**What to work on:**
Copy all of the lines below, changing each "Please provide" to "Please supply" and leaving everything else untouched.

>>>>>

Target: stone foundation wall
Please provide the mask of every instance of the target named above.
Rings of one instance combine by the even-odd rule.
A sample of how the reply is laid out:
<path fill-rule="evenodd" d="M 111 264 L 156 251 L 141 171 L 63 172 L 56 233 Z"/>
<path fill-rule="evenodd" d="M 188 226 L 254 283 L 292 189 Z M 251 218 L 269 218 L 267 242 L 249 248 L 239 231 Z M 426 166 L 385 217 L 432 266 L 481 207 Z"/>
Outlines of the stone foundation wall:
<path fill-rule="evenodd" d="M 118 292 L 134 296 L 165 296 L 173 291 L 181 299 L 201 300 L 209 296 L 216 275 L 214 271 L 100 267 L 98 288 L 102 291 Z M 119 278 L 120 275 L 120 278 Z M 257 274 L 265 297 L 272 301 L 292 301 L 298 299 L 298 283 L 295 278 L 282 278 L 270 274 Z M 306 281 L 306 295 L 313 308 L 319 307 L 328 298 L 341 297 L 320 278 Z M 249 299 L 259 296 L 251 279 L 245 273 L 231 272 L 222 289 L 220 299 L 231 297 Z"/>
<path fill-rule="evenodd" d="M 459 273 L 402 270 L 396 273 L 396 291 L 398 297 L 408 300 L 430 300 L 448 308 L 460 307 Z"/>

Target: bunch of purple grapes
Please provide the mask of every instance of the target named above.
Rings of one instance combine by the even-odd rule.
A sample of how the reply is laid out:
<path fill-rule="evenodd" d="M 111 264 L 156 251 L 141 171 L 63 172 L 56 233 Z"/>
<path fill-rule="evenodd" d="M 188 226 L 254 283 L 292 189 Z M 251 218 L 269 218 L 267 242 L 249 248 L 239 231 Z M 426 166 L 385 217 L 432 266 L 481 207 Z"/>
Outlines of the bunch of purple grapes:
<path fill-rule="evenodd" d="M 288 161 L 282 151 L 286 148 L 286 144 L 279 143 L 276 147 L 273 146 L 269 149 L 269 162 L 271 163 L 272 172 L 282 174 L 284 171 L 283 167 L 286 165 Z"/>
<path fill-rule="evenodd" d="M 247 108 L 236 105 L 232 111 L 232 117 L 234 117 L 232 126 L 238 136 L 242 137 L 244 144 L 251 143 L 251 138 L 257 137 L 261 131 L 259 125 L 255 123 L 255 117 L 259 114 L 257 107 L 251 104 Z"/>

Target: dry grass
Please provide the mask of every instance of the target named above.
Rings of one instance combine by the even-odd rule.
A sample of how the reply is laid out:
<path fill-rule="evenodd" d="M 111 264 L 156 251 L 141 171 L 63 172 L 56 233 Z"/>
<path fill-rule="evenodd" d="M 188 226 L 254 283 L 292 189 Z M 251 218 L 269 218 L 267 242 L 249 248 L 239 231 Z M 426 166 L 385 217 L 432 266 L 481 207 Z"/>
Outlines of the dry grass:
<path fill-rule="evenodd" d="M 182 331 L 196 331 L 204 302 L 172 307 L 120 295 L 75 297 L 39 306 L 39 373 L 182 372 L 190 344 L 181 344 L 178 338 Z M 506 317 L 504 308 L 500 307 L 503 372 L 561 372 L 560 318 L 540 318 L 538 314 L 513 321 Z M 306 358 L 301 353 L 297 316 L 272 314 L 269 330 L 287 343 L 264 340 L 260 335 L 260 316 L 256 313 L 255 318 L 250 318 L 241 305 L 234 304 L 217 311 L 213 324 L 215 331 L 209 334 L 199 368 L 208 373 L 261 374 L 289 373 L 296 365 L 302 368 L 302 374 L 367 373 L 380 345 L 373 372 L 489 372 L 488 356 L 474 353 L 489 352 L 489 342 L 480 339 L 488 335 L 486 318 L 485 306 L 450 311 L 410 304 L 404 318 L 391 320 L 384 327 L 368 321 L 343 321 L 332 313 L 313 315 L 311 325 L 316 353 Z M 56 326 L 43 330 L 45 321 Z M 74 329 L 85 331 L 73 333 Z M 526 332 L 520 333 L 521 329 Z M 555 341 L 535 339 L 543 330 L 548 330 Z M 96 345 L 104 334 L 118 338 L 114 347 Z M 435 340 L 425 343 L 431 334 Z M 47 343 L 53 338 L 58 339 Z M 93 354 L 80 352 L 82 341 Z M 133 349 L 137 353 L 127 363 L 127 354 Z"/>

<<<<<

**Answer in full:**
Target: stone foundation wall
Please supply the mask of every instance of the target named above.
Rings of one instance combine by the even-odd rule.
A sample of how the reply is laid out:
<path fill-rule="evenodd" d="M 111 264 L 156 251 L 141 171 L 63 172 L 56 233 Z"/>
<path fill-rule="evenodd" d="M 188 226 L 254 283 L 292 189 Z M 251 218 L 269 218 L 267 242 L 249 248 L 239 231 Z M 426 166 L 385 217 L 432 266 L 481 207 Z"/>
Outlines of the stone foundation wall:
<path fill-rule="evenodd" d="M 118 292 L 134 296 L 165 296 L 173 291 L 181 299 L 201 300 L 209 296 L 216 275 L 214 271 L 100 267 L 98 288 L 102 291 Z M 119 278 L 120 275 L 120 278 Z M 257 274 L 265 297 L 272 301 L 292 301 L 298 299 L 298 283 L 295 278 L 282 278 L 270 274 Z M 306 281 L 306 295 L 313 308 L 319 307 L 328 298 L 341 297 L 320 278 Z M 249 299 L 259 296 L 251 279 L 245 273 L 231 272 L 222 289 L 220 299 L 231 297 Z"/>
<path fill-rule="evenodd" d="M 459 273 L 402 270 L 396 273 L 396 291 L 398 297 L 408 300 L 430 300 L 448 308 L 460 307 Z"/>

Target: bunch of purple grapes
Please supply the mask of every instance of the target named above.
Rings of one instance combine by the even-odd rule.
A sample of how the reply is laid out:
<path fill-rule="evenodd" d="M 111 264 L 156 251 L 141 171 L 63 172 L 56 233 Z"/>
<path fill-rule="evenodd" d="M 188 226 L 254 283 L 292 189 Z M 251 218 L 269 218 L 267 242 L 249 248 L 239 231 Z M 426 166 L 385 217 L 432 266 L 481 207 Z"/>
Outlines of the bunch of purple grapes:
<path fill-rule="evenodd" d="M 288 161 L 282 151 L 286 148 L 286 144 L 279 143 L 276 147 L 273 146 L 269 149 L 269 162 L 271 163 L 272 172 L 282 174 L 284 171 L 283 167 L 286 165 Z"/>
<path fill-rule="evenodd" d="M 247 108 L 236 105 L 232 111 L 232 117 L 234 117 L 232 126 L 238 136 L 242 137 L 244 144 L 251 143 L 251 138 L 257 137 L 261 131 L 259 125 L 255 123 L 255 117 L 259 114 L 257 107 L 251 104 Z"/>

Target: dry grass
Please supply the mask of every instance of the target named above.
Rings of one instance combine by the even-odd rule.
A sample of how the reply is laid out:
<path fill-rule="evenodd" d="M 111 264 L 156 251 L 141 171 L 63 172 L 56 233 Z"/>
<path fill-rule="evenodd" d="M 188 226 L 254 283 L 292 189 Z M 251 218 L 269 218 L 267 242 L 249 248 L 239 231 Z M 426 166 L 385 217 L 432 266 L 481 207 Z"/>
Outlines of the dry grass:
<path fill-rule="evenodd" d="M 182 331 L 196 331 L 204 302 L 172 307 L 120 295 L 75 297 L 39 306 L 39 373 L 182 372 L 190 344 L 181 344 L 178 338 Z M 506 317 L 504 308 L 500 307 L 503 372 L 561 372 L 560 318 L 540 318 L 538 314 L 513 321 Z M 306 358 L 301 353 L 297 316 L 272 314 L 269 330 L 287 343 L 264 340 L 260 335 L 260 316 L 256 313 L 255 318 L 250 318 L 241 305 L 234 304 L 217 311 L 213 324 L 215 331 L 209 334 L 199 368 L 208 373 L 261 374 L 289 373 L 296 365 L 302 368 L 302 374 L 367 373 L 380 345 L 373 372 L 489 372 L 488 356 L 474 353 L 489 352 L 489 342 L 480 339 L 488 335 L 486 318 L 485 306 L 450 311 L 410 304 L 404 318 L 391 320 L 384 327 L 368 321 L 343 321 L 332 313 L 313 315 L 311 325 L 316 353 Z M 56 326 L 43 330 L 45 321 Z M 74 329 L 85 331 L 73 333 Z M 526 332 L 520 333 L 521 329 Z M 555 341 L 535 339 L 543 330 L 548 330 Z M 96 345 L 104 334 L 118 338 L 114 347 Z M 435 340 L 425 343 L 431 334 Z M 47 343 L 53 338 L 58 339 Z M 93 354 L 80 352 L 82 341 Z M 133 349 L 137 353 L 127 363 L 127 354 Z"/>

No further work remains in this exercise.